◆ YOUR INSTRUCTIONS: Only the final stretch of the data is wanted: reproduce the line containing "Reviewer note: see that each instance of the paved" and each line after it, exactly.

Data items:

------------------------------------------------

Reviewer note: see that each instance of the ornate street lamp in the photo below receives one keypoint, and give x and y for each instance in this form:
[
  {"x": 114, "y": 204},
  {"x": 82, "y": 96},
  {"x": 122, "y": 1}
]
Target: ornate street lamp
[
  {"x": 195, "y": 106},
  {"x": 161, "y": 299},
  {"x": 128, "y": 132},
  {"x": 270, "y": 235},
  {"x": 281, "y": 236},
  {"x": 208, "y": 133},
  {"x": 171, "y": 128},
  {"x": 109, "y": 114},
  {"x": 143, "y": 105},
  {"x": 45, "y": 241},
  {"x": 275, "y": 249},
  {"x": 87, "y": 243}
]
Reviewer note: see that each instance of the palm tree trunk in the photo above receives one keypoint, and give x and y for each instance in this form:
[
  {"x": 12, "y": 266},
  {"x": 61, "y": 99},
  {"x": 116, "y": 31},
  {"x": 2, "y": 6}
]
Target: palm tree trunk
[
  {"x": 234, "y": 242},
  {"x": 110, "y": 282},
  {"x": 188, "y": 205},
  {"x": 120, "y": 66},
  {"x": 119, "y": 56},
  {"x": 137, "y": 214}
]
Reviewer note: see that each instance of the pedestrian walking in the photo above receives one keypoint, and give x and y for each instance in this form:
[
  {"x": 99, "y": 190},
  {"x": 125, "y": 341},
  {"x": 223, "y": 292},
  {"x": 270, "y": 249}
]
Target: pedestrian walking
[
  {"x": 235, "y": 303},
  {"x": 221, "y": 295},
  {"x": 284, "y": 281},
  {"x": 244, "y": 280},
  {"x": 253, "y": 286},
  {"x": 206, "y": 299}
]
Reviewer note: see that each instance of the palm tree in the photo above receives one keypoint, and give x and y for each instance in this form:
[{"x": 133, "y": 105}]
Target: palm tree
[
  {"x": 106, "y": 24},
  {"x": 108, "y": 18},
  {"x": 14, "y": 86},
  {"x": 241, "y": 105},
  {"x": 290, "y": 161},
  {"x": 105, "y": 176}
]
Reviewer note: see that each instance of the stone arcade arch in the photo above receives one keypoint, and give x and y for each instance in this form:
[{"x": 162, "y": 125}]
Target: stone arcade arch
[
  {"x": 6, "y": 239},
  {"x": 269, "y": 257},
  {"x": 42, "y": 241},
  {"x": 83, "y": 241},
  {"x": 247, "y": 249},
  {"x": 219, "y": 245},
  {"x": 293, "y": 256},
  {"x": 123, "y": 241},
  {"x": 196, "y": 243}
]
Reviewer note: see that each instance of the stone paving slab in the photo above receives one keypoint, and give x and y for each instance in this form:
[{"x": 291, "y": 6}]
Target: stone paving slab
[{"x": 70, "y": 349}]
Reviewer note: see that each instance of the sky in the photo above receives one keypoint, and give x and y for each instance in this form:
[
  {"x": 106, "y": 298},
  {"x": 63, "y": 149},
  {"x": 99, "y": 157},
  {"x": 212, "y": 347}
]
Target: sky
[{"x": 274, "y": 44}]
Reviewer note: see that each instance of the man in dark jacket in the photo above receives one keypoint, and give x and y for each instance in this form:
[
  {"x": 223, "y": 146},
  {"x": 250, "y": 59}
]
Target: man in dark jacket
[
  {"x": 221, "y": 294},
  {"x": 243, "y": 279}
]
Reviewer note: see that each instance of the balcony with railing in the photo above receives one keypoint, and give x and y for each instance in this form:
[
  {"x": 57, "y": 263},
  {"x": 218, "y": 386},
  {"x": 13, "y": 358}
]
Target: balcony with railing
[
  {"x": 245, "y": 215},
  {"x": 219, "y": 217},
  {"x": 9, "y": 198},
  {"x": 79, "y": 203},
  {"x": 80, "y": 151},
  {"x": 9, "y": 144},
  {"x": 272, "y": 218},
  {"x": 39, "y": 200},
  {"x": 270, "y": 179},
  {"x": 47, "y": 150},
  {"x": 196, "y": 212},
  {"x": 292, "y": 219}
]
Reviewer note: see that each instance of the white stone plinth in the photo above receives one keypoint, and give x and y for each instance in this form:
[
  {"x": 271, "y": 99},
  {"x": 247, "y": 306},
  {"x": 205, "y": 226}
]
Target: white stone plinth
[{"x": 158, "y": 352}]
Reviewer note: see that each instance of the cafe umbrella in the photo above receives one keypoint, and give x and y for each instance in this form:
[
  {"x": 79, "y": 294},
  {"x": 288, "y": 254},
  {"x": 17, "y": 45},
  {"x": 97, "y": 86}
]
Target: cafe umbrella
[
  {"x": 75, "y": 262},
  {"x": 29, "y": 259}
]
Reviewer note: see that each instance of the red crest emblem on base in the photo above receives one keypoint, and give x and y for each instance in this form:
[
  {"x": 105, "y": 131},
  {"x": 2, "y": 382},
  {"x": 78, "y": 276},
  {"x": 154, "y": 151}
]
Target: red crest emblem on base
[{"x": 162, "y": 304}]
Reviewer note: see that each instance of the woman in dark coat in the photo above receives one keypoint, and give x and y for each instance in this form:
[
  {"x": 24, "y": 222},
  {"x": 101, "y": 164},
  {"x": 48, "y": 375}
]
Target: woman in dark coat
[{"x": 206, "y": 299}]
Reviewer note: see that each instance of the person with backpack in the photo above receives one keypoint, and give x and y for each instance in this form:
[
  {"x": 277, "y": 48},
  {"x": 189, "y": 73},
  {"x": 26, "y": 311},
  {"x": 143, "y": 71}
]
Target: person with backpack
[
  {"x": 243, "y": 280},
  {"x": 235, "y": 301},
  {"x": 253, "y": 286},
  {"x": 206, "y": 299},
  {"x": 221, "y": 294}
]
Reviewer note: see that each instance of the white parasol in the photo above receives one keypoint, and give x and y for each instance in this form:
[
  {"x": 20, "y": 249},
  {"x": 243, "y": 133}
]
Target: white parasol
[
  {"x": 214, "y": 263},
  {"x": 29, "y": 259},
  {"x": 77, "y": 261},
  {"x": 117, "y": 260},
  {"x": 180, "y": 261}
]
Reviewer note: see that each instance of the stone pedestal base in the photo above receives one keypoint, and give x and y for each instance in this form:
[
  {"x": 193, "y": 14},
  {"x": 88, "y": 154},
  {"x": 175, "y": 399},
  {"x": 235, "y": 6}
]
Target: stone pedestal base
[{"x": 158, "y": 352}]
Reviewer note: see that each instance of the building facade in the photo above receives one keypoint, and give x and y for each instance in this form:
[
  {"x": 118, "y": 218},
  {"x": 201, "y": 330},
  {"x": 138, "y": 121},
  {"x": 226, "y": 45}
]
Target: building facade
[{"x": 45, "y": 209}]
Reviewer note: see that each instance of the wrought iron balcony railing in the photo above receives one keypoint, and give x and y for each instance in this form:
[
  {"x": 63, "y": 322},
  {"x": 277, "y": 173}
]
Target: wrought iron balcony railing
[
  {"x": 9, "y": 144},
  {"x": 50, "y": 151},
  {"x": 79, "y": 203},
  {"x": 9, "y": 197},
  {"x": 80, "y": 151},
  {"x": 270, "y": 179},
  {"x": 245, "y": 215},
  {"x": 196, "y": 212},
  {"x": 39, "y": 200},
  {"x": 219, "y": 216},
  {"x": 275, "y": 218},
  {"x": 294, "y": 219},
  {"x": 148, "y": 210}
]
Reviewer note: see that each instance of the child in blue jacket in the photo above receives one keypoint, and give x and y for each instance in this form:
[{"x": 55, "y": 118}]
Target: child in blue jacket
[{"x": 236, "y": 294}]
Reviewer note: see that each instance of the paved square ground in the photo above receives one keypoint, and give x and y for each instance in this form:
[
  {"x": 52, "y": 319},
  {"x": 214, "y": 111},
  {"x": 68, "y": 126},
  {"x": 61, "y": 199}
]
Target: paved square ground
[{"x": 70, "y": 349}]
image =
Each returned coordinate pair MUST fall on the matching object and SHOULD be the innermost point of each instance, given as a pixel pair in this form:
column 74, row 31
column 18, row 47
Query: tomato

------------------------------------------------

◆ YOUR RESPONSE:
Reviewer note: see that each instance of the paved square ground in the photo above receives one keypoint, and give x and y for each instance in this form:
[
  {"x": 52, "y": 319},
  {"x": 214, "y": 111},
  {"x": 68, "y": 126},
  {"x": 61, "y": 199}
]
Target: paved square ground
[{"x": 70, "y": 349}]
image =
Each returned coordinate pair MUST fall on the matching object and SHOULD be the innermost point of each instance, given as a pixel pair in this form:
column 74, row 31
column 18, row 47
Query: tomato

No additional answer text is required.